== Task directions ==
If a line of the records holds the word "point", copy it out.

== Data under study ==
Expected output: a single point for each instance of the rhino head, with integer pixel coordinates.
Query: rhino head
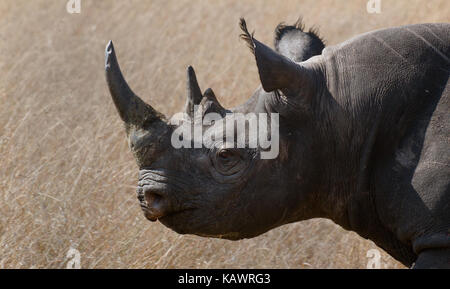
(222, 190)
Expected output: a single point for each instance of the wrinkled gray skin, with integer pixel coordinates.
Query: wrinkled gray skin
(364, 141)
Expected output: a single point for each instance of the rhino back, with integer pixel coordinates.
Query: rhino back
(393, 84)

...

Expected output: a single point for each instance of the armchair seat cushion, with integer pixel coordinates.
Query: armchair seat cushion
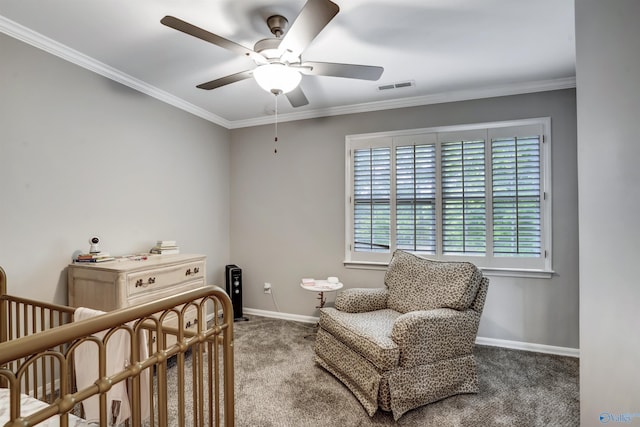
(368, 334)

---

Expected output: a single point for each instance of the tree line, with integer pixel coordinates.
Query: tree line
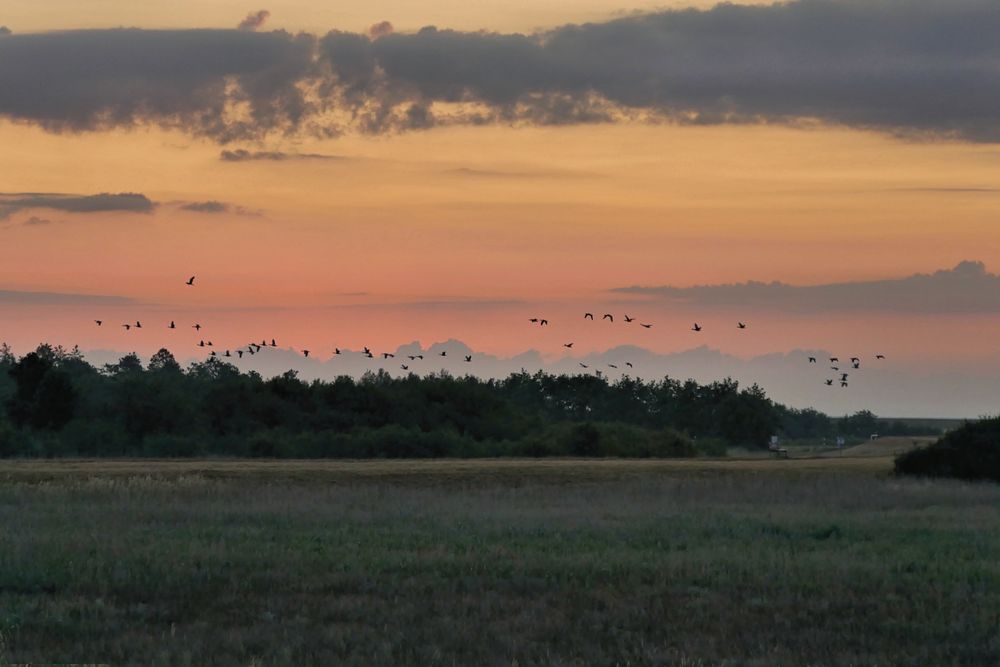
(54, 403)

== Your response ==
Expected output: a single point for each instance of the rhino head, with integer pixel coordinates.
Expected output: a single point for each instance of the wrinkled gray skin, with integer pixel coordinates.
Expected output: a single point for each instance of the rhino back, with integer pixel coordinates.
Expected output: a single point for each instance of the armchair seat cushion, with integer pixel coordinates.
Expected output: a single point for each instance of the tree line, with integer pixel coordinates.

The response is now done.